Required work
Rewrite the records below, changing "thickest part" to "widest part" wherever it occurs and leaving everything else untouched.

[start of Entries shown]

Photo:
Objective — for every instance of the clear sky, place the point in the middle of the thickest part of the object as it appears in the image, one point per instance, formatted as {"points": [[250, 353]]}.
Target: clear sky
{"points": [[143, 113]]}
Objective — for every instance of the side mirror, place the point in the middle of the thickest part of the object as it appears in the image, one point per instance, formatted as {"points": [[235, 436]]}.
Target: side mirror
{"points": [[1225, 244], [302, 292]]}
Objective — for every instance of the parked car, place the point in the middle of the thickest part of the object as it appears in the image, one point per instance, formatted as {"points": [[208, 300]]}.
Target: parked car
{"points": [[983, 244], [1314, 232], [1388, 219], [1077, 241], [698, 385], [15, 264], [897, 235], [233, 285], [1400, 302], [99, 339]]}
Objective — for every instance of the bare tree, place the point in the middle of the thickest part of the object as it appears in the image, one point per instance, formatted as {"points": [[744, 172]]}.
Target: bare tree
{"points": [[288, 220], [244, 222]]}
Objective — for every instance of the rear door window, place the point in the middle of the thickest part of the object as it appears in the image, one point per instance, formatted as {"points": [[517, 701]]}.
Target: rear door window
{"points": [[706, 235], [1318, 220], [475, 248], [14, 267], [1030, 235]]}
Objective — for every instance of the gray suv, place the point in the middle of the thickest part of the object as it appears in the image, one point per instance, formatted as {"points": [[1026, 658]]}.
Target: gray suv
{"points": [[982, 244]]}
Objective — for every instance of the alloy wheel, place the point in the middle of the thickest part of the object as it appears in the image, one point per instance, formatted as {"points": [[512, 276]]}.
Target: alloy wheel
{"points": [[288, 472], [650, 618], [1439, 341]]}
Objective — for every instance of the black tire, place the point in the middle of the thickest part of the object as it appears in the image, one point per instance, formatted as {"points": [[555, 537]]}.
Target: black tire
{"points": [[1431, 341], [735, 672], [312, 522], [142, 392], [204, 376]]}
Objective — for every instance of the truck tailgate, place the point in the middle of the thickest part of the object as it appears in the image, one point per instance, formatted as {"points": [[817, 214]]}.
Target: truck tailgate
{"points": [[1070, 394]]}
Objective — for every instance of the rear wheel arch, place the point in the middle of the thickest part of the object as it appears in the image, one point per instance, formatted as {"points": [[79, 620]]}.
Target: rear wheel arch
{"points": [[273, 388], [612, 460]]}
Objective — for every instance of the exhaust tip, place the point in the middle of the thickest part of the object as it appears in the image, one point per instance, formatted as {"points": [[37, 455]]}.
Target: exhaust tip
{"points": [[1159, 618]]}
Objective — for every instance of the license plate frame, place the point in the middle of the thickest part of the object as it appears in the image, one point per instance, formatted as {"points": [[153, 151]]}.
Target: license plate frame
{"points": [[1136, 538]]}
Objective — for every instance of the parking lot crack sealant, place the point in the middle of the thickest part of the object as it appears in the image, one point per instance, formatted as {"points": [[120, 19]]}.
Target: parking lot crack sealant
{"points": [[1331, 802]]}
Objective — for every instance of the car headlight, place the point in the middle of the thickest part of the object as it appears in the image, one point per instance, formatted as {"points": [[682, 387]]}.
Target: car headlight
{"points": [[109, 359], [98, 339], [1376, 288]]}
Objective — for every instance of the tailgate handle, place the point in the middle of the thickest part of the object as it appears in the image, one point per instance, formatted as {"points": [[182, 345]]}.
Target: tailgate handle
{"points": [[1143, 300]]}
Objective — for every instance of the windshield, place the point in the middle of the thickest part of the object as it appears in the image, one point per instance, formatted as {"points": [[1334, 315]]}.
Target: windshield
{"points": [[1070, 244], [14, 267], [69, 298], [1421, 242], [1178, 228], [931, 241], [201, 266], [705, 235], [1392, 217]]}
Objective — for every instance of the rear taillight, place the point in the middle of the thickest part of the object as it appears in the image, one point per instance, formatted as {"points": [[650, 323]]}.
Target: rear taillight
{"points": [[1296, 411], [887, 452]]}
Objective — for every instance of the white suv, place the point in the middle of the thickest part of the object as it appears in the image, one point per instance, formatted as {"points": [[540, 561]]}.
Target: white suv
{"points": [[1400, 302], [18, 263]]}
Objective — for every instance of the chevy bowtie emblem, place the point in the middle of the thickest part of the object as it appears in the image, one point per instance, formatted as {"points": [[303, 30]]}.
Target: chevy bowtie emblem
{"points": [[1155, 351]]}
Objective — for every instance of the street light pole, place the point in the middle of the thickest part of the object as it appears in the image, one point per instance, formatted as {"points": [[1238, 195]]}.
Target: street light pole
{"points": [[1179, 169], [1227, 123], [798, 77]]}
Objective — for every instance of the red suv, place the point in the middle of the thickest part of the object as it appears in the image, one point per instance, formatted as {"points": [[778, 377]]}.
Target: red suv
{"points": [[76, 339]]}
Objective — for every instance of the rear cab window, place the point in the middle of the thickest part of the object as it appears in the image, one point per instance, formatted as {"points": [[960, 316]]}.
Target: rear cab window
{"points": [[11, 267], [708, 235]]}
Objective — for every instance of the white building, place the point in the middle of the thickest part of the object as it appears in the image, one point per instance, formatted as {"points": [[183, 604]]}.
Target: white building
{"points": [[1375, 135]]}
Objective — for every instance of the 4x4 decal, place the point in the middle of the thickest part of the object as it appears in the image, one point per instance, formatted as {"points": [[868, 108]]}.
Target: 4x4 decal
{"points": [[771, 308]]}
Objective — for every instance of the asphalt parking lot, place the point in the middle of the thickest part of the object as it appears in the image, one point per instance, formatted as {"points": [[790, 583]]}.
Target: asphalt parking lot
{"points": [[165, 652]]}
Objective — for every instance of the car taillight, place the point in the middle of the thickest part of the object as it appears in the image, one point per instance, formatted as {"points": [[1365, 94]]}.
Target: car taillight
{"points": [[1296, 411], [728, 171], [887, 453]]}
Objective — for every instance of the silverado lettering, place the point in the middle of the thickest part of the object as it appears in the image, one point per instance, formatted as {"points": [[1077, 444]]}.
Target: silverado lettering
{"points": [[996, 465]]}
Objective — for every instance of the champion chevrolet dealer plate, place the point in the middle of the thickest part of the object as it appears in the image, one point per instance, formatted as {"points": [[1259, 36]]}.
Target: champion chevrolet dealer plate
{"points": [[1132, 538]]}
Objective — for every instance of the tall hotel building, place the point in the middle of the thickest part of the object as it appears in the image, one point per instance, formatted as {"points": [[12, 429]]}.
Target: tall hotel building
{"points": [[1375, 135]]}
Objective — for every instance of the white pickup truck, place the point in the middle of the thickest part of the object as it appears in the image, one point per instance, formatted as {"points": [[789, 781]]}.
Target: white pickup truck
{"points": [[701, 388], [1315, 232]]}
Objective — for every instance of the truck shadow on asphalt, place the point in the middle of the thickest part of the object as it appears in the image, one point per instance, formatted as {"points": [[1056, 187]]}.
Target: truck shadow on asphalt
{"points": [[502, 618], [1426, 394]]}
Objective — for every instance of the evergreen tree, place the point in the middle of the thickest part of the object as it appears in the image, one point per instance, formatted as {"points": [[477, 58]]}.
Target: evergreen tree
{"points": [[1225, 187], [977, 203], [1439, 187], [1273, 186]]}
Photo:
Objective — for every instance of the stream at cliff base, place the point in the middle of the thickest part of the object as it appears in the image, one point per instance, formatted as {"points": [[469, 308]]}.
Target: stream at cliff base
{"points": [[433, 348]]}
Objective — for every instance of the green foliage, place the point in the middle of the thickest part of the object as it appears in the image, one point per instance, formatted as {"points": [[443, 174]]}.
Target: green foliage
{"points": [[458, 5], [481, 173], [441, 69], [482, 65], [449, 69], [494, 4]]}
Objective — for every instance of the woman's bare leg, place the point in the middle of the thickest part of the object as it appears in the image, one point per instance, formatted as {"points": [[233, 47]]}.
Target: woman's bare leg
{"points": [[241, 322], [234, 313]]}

[end of Entries shown]

Full solution
Photo:
Objective — for every instance of the clear sky, place the point in the middle of the widest part of the object as it appears in the image, one point per instance, formatted as {"points": [[250, 353]]}.
Target: clear sky
{"points": [[143, 113]]}
Objective — for every instance of the side mirror, place the point in the middle of the widest part of the object as it appears in the image, one point per instance, formatted as {"points": [[235, 436]]}.
Target: side mirror
{"points": [[1225, 244], [302, 292]]}
Objective — for every instance of the parked car, place the point in the middle of the widest part of the object as it appears in the image, one point per instance, formatted as {"points": [[208, 300]]}.
Target: parked car
{"points": [[983, 244], [1314, 232], [1388, 219], [1077, 241], [698, 385], [15, 264], [897, 235], [233, 285], [1400, 302], [99, 339]]}
Objective — for every instance of the bare tree, place the point in the middle of the widest part of the object as it appears in the image, one point per instance, formatted as {"points": [[744, 172]]}.
Target: bare tree
{"points": [[288, 220], [244, 222]]}
Objective — for every instance of the rear door window, place the point in the middle of the widest part of the object as it appears in the image, one point per instance, formatted as {"points": [[517, 701]]}.
Target: rear door window
{"points": [[706, 235], [1318, 220], [475, 248], [14, 267], [1030, 235]]}
Objective — for every instance of the gray suv, place the point in the middle of the widest part of the object as it appears in the image, one point per instance, formatted as {"points": [[1026, 658]]}.
Target: gray suv
{"points": [[982, 244]]}
Objective — for every instance of the alloy wheel, place the point in the middle of the widest part of the object as it appears in the image, one point per instance, formatted as {"points": [[512, 276]]}.
Target: alloy wheel
{"points": [[288, 472], [650, 618], [1439, 341]]}
Objective — for every instance of the black tire, place the point in the middle of the widest part of the object as it appears in the image, one point per instance, formatted as {"points": [[555, 537]]}.
Target: black tire
{"points": [[1431, 341], [735, 672], [312, 522], [142, 392], [204, 376]]}
Objective — for every instance of the truck tailgate, place the point in the middle of the widest part of the object as it appears in the image, one point per instance, formatted as {"points": [[817, 214]]}.
Target: truck tailgate
{"points": [[1070, 394]]}
Objective — for every instance of the rear wheel arch, place the point in the middle of the widest part of the object as it appears in the image, one point per instance, formatted as {"points": [[79, 620]]}.
Target: rear wheel arch
{"points": [[273, 388], [612, 460]]}
Objective — for every instance of the exhaust tip, place the point in the middle of the widest part of the object as it appears in the image, one point per instance, formatted as {"points": [[37, 455]]}.
Target: exhaust tip
{"points": [[1159, 618]]}
Objective — for every instance of the license plate frame, place the point in the middle of the widest part of the object as it appears in the image, one point per instance, formatted as {"points": [[153, 151]]}.
Target: license plate frame
{"points": [[1136, 538]]}
Objective — for every instance of the parking lot crack sealant, place the point in the middle of the widest part of the object as it appears in the image, one point per instance, formatted as {"points": [[120, 19]]}.
Target: parking lot crack sealant
{"points": [[1331, 802]]}
Objective — for every instance of the car headlight, place the point in the middle of the widest part of the object as it appears in the image, one point per instance, formatted as {"points": [[682, 387]]}.
Target: car headlight
{"points": [[109, 359], [98, 339], [1376, 288]]}
Objective — for every instance of the tailgate handle, place the point in the middle of the widest part of the object as it appears in the image, one point per instance, formatted as {"points": [[182, 345]]}.
Target: tailgate handle
{"points": [[1143, 300]]}
Objective — for every instance of the windshield, place the point in the middle of the widest part of the object as it appears in the image, one point per instance, formatted as {"points": [[1334, 315]]}.
Target: windshield
{"points": [[1070, 244], [14, 267], [69, 298], [1421, 242], [1178, 228], [931, 241], [201, 266], [705, 235], [1392, 217]]}
Objective — for every instance of the rear taillight, place the point in the middle of the widest part of the object as it appears in the image, one point per instance, formatted as {"points": [[650, 323]]}.
Target: rear taillight
{"points": [[1296, 411], [887, 452]]}
Objective — for every instance of the white suv, place the point in the middle of the widest part of the object as it appears in the image, one point per instance, formatted as {"points": [[540, 561]]}.
Target: white suv
{"points": [[1400, 302], [18, 263]]}
Objective — for every instance of the chevy bowtie emblem, place the point in the middle of the widest part of the object as it appears in the image, one point per instance, formatted as {"points": [[303, 30]]}.
Target: chevy bowtie emblem
{"points": [[1155, 351]]}
Objective — for every instance of the street light pole, place the point in the middle of the widest part of the object as it appears in the image, one point per instance, formatted as {"points": [[1238, 195]]}.
Target: street light pole
{"points": [[1179, 169], [1227, 123], [798, 77]]}
Objective — for every instance of the red suv, place the point in the middle of the widest part of the object as it appears in the image, one point per instance, formatted as {"points": [[778, 377]]}.
Target: red suv
{"points": [[76, 339]]}
Objective — for every instance of the rear cab window, place the point in the middle of the widest part of the object as it appears in the image, one point per instance, formatted as {"points": [[960, 316]]}.
Target: rear cab window
{"points": [[11, 267], [708, 235]]}
Objective — for every instance of the white building, place the point in the middle of the widest part of the object as it appears in the image, one point per instance, formatted as {"points": [[183, 604]]}.
Target: white building
{"points": [[1375, 135]]}
Objective — for every instance of the 4x4 decal, place the point in the middle of the widest part of the object as it appears in the image, one point per instance, formatted as {"points": [[868, 108]]}.
Target: 4x4 decal
{"points": [[771, 308]]}
Objective — for every instance of the asphalt parking lot, place the point in the middle of the widest part of the object as it appears in the image, one point per instance, formatted as {"points": [[790, 583]]}.
Target: asphalt parking lot
{"points": [[165, 652]]}
Objective — for every instance of the car taillight, place the point in the middle of the widest part of the object as it appears in the image, one point per instance, formatted as {"points": [[1365, 94]]}.
Target: car taillight
{"points": [[1296, 411], [728, 171], [887, 453]]}
Objective — for every instance of the silverado lettering, place the point in the middle of the widest part of the object as it appears in the image, one point per instance, formatted as {"points": [[1077, 444]]}.
Target: silverado lettering
{"points": [[996, 465]]}
Objective — for every instance of the champion chevrolet dealer plate, place the point in the middle of the widest part of the object as it appears in the image, one point per instance, formatted as {"points": [[1259, 36]]}.
Target: champion chevrolet dealer plate
{"points": [[1132, 538]]}
Objective — for every instance of the tall hotel building, place the point in the middle of the widest part of the object as it appears in the image, one point per instance, formatted as {"points": [[12, 429]]}.
Target: tall hotel building
{"points": [[1375, 135]]}
Objective — for every instance of the white pickup truck, place the point in the middle of the widest part of the object as it appears in the image, one point per instance, formatted as {"points": [[789, 781]]}.
Target: white pickup truck
{"points": [[701, 388], [1315, 232]]}
Objective — for every instance of the truck shadow on asphalt, place the point in the middle of the widest part of the object as it appears in the image, one point per instance, formatted as {"points": [[1056, 187]]}.
Target: truck shadow on asphalt
{"points": [[502, 618], [1426, 394]]}
Objective — for every instance of the evergreen tree, place the point in the middle of the widest part of the object as it appears in the image, one point per instance, formatted as {"points": [[477, 58]]}.
Target: evergreen tree
{"points": [[1225, 187], [977, 203], [1439, 187], [1273, 186]]}
Photo:
Objective — for every instance of the stream at cliff base, place the point in the middle of the widest part of the object as it appears in the image, one point per instance, formatted as {"points": [[469, 308]]}.
Target: stream at cliff base
{"points": [[433, 348]]}
Objective — for every instance of the green foliage, place the point in the middle of the widest part of the object as it appears in the image, one point per instance, formatted as {"points": [[443, 174]]}.
Target: green foliage
{"points": [[458, 5], [481, 173], [441, 69], [482, 65], [449, 69], [494, 4]]}
Objective — for every instance of the woman's bare leg, place the point in the middle of the widest part of the object as it appears in the image, one point per instance, formatted as {"points": [[233, 47]]}.
Target: woman's bare leg
{"points": [[241, 322], [234, 313]]}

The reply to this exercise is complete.